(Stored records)
+++

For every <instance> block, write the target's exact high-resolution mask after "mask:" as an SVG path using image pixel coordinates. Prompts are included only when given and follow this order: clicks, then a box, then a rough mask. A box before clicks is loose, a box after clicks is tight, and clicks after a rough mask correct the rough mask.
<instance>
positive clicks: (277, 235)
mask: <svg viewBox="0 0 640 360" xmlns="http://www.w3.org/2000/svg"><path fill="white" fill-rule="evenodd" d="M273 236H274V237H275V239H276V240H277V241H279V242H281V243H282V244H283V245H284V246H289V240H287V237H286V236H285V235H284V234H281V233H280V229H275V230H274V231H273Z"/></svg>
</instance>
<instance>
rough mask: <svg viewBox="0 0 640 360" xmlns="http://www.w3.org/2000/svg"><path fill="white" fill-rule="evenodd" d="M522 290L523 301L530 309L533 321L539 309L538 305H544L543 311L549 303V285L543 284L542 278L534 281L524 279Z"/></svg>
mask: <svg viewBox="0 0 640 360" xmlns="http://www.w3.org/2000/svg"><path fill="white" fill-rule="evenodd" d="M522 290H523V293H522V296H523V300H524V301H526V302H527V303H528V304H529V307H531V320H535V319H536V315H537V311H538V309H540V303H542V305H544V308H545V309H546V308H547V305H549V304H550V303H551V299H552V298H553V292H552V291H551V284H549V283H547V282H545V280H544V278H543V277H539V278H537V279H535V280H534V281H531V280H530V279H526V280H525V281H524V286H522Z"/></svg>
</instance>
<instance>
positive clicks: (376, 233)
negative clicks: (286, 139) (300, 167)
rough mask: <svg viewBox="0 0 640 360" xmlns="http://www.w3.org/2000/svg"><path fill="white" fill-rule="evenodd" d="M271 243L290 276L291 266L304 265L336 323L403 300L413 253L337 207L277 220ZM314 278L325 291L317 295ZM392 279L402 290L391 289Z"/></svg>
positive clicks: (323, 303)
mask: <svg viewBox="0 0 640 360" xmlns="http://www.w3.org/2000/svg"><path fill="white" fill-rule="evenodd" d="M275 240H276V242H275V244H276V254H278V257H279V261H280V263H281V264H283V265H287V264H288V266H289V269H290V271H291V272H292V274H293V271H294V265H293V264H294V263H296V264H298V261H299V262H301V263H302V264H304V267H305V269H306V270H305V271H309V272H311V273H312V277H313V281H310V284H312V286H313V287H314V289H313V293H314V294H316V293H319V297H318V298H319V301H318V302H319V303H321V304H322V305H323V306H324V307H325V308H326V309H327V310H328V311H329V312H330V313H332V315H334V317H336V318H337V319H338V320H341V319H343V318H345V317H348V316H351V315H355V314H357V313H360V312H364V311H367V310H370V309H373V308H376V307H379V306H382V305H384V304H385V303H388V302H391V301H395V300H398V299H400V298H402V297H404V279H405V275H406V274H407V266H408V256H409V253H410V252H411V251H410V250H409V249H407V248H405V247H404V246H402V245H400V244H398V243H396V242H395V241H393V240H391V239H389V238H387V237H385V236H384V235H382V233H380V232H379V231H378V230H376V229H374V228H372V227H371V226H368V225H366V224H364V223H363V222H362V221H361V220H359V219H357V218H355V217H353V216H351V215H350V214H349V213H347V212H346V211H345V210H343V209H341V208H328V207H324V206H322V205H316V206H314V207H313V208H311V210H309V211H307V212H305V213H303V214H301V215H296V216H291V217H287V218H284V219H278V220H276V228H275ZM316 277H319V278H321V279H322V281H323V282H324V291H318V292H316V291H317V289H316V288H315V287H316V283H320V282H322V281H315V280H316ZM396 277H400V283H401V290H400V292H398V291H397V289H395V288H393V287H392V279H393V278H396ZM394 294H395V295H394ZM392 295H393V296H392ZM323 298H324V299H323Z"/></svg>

+++

■ About this exercise ■
Your response must consist of the entries, reproduced exactly.

■ Task output ■
For every <instance> block, write the target's exact high-resolution mask after "mask:" as an SVG path using image pixel coordinates. Prompts are included only when given and follow this order: clicks, then a box, then a rough mask. A box before clicks is loose, a box after clicks is tight, and clicks after a rough mask correct the rough mask.
<instance>
positive clicks: (277, 235)
mask: <svg viewBox="0 0 640 360" xmlns="http://www.w3.org/2000/svg"><path fill="white" fill-rule="evenodd" d="M273 236H274V237H275V239H276V240H277V241H279V242H281V243H282V244H283V245H284V246H289V240H287V237H286V236H285V235H284V234H281V233H280V229H275V230H274V231H273Z"/></svg>
</instance>
<instance>
rough mask: <svg viewBox="0 0 640 360" xmlns="http://www.w3.org/2000/svg"><path fill="white" fill-rule="evenodd" d="M522 290L523 301L530 309L533 321L539 309L538 305H544L543 311L549 303V285L543 284L542 278L534 281L524 279Z"/></svg>
mask: <svg viewBox="0 0 640 360" xmlns="http://www.w3.org/2000/svg"><path fill="white" fill-rule="evenodd" d="M522 290H523V293H522V296H523V300H524V301H526V302H527V303H528V304H529V307H531V320H535V319H536V315H537V311H538V309H540V303H542V305H544V308H545V309H546V308H547V305H549V304H550V303H551V299H552V298H553V292H552V291H551V284H549V283H547V282H545V280H544V278H543V277H539V278H537V279H535V280H534V281H531V280H530V279H526V280H525V281H524V286H522Z"/></svg>
</instance>
<instance>
positive clicks: (376, 233)
negative clicks: (286, 139) (300, 167)
rough mask: <svg viewBox="0 0 640 360" xmlns="http://www.w3.org/2000/svg"><path fill="white" fill-rule="evenodd" d="M271 243L290 276L291 266L304 265L336 323L403 300L413 253L337 207L277 220ZM314 278L325 291L317 295ZM392 279L402 290L391 289Z"/></svg>
positive clicks: (323, 303)
mask: <svg viewBox="0 0 640 360" xmlns="http://www.w3.org/2000/svg"><path fill="white" fill-rule="evenodd" d="M275 240H276V242H275V244H276V254H278V257H279V261H280V263H281V264H283V265H287V264H288V266H289V269H290V271H291V272H292V274H293V271H294V265H293V264H294V263H296V264H298V261H299V262H301V263H302V264H304V267H305V269H306V270H305V271H309V272H311V273H312V277H313V281H310V284H312V286H313V287H314V289H313V293H314V294H316V293H319V297H318V298H319V301H318V302H319V303H321V304H322V305H323V306H324V307H325V308H326V309H327V310H328V311H329V312H330V313H332V315H334V317H336V318H337V319H338V320H341V319H343V318H345V317H348V316H351V315H355V314H357V313H360V312H364V311H367V310H370V309H373V308H376V307H379V306H382V305H384V304H385V303H388V302H391V301H395V300H398V299H400V298H402V297H404V279H405V275H406V274H407V266H408V256H409V253H410V252H411V251H410V250H409V249H407V248H405V247H404V246H402V245H400V244H398V243H396V242H395V241H393V240H391V239H389V238H387V237H385V236H384V235H382V233H380V232H379V231H378V230H376V229H374V228H372V227H371V226H368V225H366V224H364V223H363V222H362V221H361V220H359V219H357V218H355V217H353V216H351V215H350V214H349V213H347V212H346V211H345V210H343V209H341V208H328V207H324V206H322V205H316V206H314V207H313V208H311V210H309V211H307V212H305V213H303V214H301V215H296V216H291V217H287V218H284V219H278V220H276V228H275ZM316 277H319V278H321V279H322V281H323V282H324V291H318V292H316V291H317V289H316V288H315V287H316V283H320V282H322V281H315V280H316ZM396 277H400V283H401V290H400V292H398V291H397V289H395V288H393V287H392V279H393V278H396ZM394 294H395V295H394ZM392 295H393V296H392ZM323 298H324V299H323Z"/></svg>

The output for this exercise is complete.